| Your task |
Take each line of the listing that has the string "stone" and report it.

| Entries supplied |

-----

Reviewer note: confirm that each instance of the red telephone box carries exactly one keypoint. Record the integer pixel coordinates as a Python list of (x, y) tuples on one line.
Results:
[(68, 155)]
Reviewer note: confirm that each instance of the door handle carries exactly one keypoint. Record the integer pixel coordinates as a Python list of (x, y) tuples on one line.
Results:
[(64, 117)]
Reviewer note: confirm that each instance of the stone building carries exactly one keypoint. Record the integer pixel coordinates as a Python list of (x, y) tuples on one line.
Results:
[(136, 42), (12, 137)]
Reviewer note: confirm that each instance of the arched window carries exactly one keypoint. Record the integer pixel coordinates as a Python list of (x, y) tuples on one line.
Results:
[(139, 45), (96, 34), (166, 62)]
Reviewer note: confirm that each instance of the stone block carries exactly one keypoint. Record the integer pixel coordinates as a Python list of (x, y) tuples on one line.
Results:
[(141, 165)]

-----

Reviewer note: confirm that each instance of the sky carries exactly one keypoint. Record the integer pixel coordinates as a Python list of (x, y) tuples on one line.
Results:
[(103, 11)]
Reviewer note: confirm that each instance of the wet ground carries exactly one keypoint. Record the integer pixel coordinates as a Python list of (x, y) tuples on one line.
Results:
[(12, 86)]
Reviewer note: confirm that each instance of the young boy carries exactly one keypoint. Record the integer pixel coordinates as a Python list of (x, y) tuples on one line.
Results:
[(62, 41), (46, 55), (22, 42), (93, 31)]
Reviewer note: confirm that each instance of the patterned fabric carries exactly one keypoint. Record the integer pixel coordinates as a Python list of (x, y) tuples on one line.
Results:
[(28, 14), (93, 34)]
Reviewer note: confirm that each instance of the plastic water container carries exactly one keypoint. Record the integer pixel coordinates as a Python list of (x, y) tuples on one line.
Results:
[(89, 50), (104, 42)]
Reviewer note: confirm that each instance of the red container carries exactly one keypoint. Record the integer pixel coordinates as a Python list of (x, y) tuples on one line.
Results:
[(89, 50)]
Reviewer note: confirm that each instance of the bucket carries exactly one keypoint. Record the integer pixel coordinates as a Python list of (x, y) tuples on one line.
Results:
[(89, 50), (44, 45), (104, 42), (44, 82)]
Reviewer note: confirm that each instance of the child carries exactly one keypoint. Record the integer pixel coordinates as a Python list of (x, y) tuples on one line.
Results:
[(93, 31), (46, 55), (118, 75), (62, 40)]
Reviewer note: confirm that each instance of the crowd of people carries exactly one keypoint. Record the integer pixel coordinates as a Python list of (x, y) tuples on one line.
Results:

-----

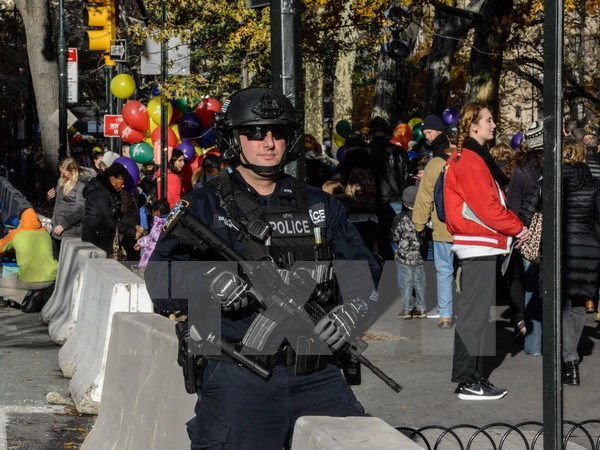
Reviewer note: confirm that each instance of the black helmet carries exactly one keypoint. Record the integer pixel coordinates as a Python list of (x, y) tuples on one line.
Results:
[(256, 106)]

-----

| Task output |
Reviewer note: confirm that each instance of the stone building carries exactly one keypoint. Record the integer pixel coordinates as a Python list of (x, y) tuples on one line.
Reviewer note: confirm that each instance of the stone block carries exactly one keypoint. Record the integer pixel coordinates as a Python list of (x, y) tuples on one line.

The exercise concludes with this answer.